_Trecho de origem_
As comunicações inter-estatais, por sua vez, estão previstas pelo artigo 11 da Convenção. Por este mecanismo, um Estado-parte poderá denunciar que um outro Estado-parte não está cumprindo as disposições da Convenção. Caberá ao Comitê receber e examinar a comunicação inter-estatal, com observância do princípio do contraditório.

Já o artigo 14 consagra o direito de petição, que consolida a capacidade processual internacional dos indivíduos(6). O direito de petição, contudo, é previsto sob a forma de cláusula facultativa(7). Isto é, o direito de petição fica condicionado à declaração do Estado-parte de que reconhece a competência do Comitê para receber e examinar comunicações de indivíduos ou grupos de indivíduos que se considerem vítimas de violação, pelo referido Estado-parte, de qualquer direito enunciado na Convenção(8).

O direito de petição está sujeito a determinados requisitos de admissibilidade, como o prévio esgotamento dos recursos internos disponíveis. Ao admitir uma petição, o Comitê solicita informações e esclarecimentos ao Estado violador e, à luz das informações colhidas, formula sua opinião e faz recomendações. O Estado é convidado a informar o Comitê a respeito das ações e medidas adotadas, em cumprimento às recomendações feitas. A opinião ou ‘decisão’ do Comitê é destituída de força jurídica vinculante. Todavia, é revestida de alta força política e moral, pois é publicada no relatório anual elaborado pelo Comitê, que é, por sua vez, encaminhado à Assembléia Geral das Nações Unidas. 

4. Impacto da Convenção no Direito Brasileiro

Como já analisado, a Convenção sobre a Eliminação de todas as formas de Discriminação Racial objetiva fundamentalmente combater e proibir a discriminação racial, mas também promover a igualdade. Estes são os dois eixos centrais da Convenção, que combina, deste modo, uma vertente repressiva com uma vertente promocional, no que diz respeito à implementação do direito à igualdade.

Ao avaliar o impacto jurídico da Convenção no Direito Brasileiro, constata-se uma grande evolução legislativa nacional em relação ao combate à discriminação racial. Como se verá, no tocante à matéria, a ênfase do Direito Brasileiro centra-se na vertente repressiva.

_Tarefa breve_
Extraia, sem nenhuma alteração, a parte do trecho sobre a Convenção que começa pelas palavras que contêm "4. Impacto da" e termina em "direito à igualdade.".

_Material fornecido_
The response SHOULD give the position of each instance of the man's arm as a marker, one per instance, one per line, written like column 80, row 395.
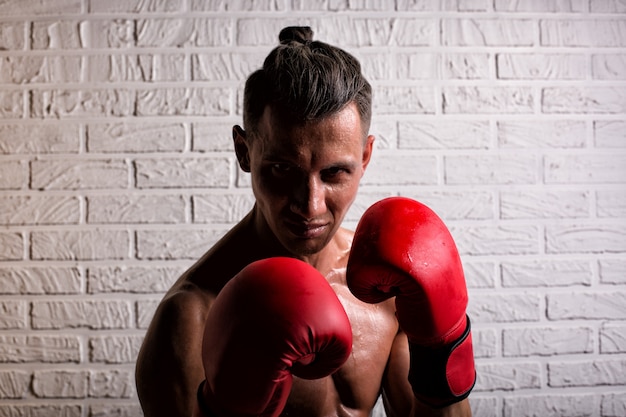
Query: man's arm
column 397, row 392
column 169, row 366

* * *

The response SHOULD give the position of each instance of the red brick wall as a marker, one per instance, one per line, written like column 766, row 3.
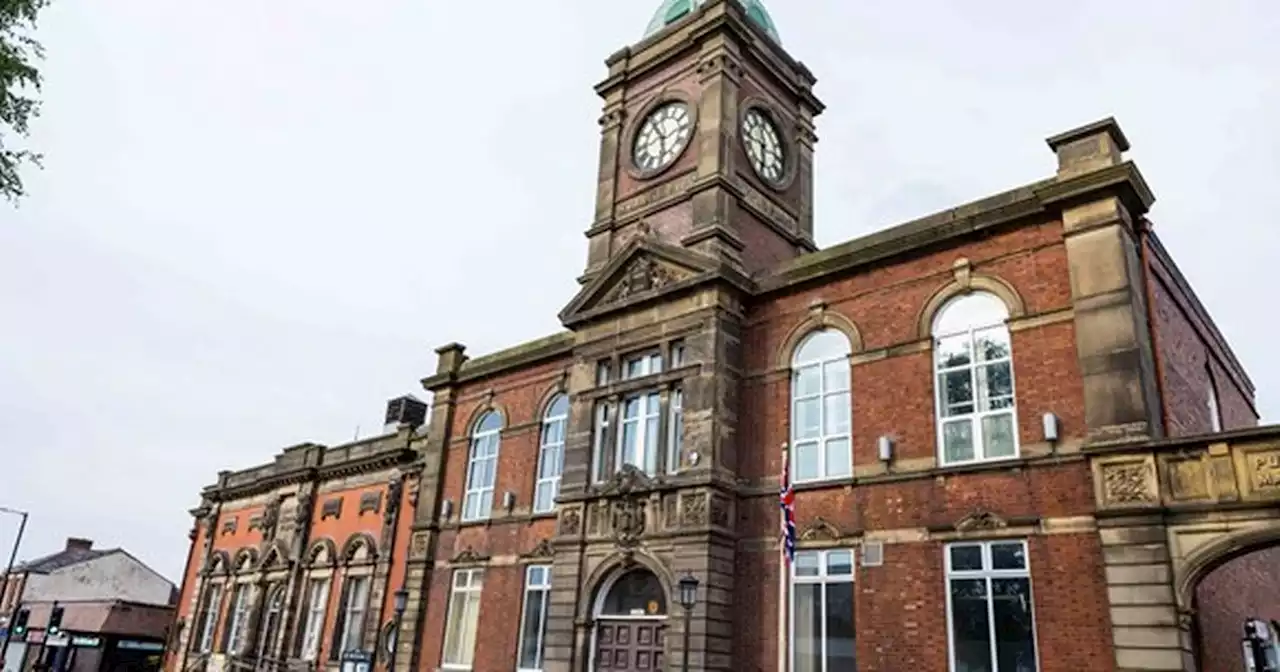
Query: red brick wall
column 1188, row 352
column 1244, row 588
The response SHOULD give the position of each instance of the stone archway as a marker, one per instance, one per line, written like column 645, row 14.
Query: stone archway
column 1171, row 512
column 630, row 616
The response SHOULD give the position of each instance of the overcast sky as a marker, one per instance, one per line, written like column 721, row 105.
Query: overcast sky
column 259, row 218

---

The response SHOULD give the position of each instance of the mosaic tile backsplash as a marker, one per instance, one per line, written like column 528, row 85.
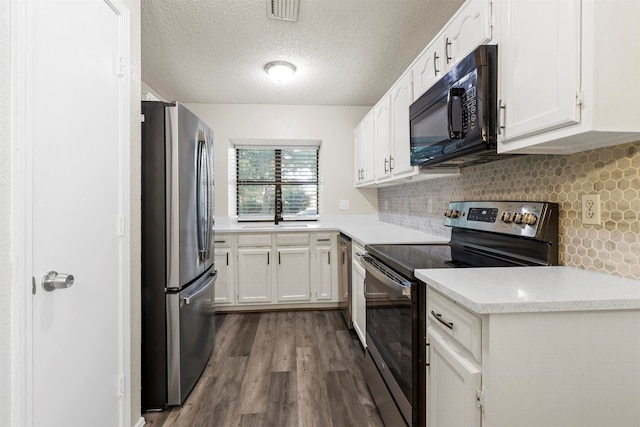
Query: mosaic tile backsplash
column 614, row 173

_Resultado abaixo_
4. Impacto da Convenção no Direito Brasileiro

Como já analisado, a Convenção sobre a Eliminação de todas as formas de Discriminação Racial objetiva fundamentalmente combater e proibir a discriminação racial, mas também promover a igualdade. Estes são os dois eixos centrais da Convenção, que combina, deste modo, uma vertente repressiva com uma vertente promocional, no que diz respeito à implementação do direito à igualdade.